[lg policy] Massachusetts: Lawmakers urged to rethink English immersion law

Harold Schiffman hfsclpp at GMAIL.COM
Wed Oct 5 15:08:22 UTC 2011


Lawmakers urged to rethink English immersion law
By Matt Murphy

Posted Oct 04, 2011 @ 04:42 PM

Cambridge —

Armed with fresh findings by the Department of Justice that fault
Massachusetts for failing to adequately train teachers to instruct
students with limited English skills, supporters of bilingual
education on Tuesday called for increased flexibility for school
districts to meet the needs of non-native English speakers. "Limited
English proficient students are languishing in the classroom and it's
affecting the well-being of an entire population of students," said
Rep. Jeffrey Sanchez, a Boston Democrat and the author of a bill (H
1065) that would reintroduce bilingual education to Massachusetts
classrooms for the first time in 10 years.

Sen. Sal DiDomenico filed an identical bill (S 197) in the Senate this
session. Both bills were the subject of a hearing Tuesday before the
Committee on Education, co-chaired by Sen. Sonia Chang-Diaz and Rep.
Alice Peisch. The Justice Department issued a report in July blaming a
lack of teacher training on the state's decision not to make
specialized training mandatory, and on outdated training policies that
left certified teachers unprepared to properly instruct
English-language learners.

As of May 2011, more than 45,000 teachers in over 70 percent of the
state's school districts lacked the training required to properly
instruct students with limited English skills, according to the
federal government's review.

Education Commissioner Mitchell Chester requested and received
permission last week from the Board of Elementary and Secondary
Education to pursue an update to the state's teacher training and
certification policies, and plan to present recommendations in
February.

"It's only when the DOJ steps in, the Department of Education acts on
one of our concerns," Sanchez said, lamenting a widening achievement
gap for students with limited English skills.

Sanchez said the lack of progress over the past decade to close that
gap proved that the state's shift in 2002 away from bilingual
education to English immersion programs showed that the current law is
a "failure."

The English learner student population has grown by 51 percent to more
than 67,000 students over the past decade, according to the Department
of Elementary and Secondary Education. English language learners,
according to proponents of the bill, are nine times more likely to
drop out of high school, and are frequently placed into special
education programs at an increased cost to the state.

In 2002, voters approved a statewide ballot initiative abolishing
bilingual education in favor of a system known as sheltered English
immersion. Instead of non-English speakers receiving classroom
instruction in subjects like math, history and science in their native
language until they become fluent in English, students are taught
almost entirely in English with the curriculum designed for students
learning the language.

#### Directions:
1. In the article on the English immersion law, condense the paragraph beginning "The English learner student population has grown" into a short bulleted list that keeps its main facts.
2. Output the part of the records that runs from their first line through the line containing "column 128, row 262", including both of those lines, and reproduce every line exactly.
The article on the English immersion law and the records that follow it come from unrelated sources.

#### Provided material:
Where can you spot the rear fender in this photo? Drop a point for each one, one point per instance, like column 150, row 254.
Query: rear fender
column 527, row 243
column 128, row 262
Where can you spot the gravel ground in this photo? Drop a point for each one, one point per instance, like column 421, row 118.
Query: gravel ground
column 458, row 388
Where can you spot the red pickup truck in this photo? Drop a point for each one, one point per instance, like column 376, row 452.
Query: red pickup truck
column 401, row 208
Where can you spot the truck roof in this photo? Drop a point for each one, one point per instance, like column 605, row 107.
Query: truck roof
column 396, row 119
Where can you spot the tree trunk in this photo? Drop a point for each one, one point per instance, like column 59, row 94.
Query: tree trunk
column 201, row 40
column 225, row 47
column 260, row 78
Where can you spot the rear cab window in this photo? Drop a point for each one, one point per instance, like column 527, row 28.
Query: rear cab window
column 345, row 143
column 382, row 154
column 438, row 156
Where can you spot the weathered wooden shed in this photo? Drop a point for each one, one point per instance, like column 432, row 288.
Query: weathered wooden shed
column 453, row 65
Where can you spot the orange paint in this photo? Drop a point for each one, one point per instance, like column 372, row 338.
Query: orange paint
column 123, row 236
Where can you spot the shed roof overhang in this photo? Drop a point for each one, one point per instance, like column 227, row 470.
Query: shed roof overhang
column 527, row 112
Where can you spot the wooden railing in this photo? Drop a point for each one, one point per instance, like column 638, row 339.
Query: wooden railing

#### Answers:
1.
- The English learner student population grew by 51 percent over the past decade, to more than 67,000 students, according to the Department of Elementary and Secondary Education.
- Supporters of the bill say English language learners are nine times more likely to drop out of high school.
- These students are often placed in special education programs, which costs the state more.

2.
Where can you spot the rear fender in this photo? Drop a point for each one, one point per instance, like column 150, row 254.
Query: rear fender
column 527, row 243
column 128, row 262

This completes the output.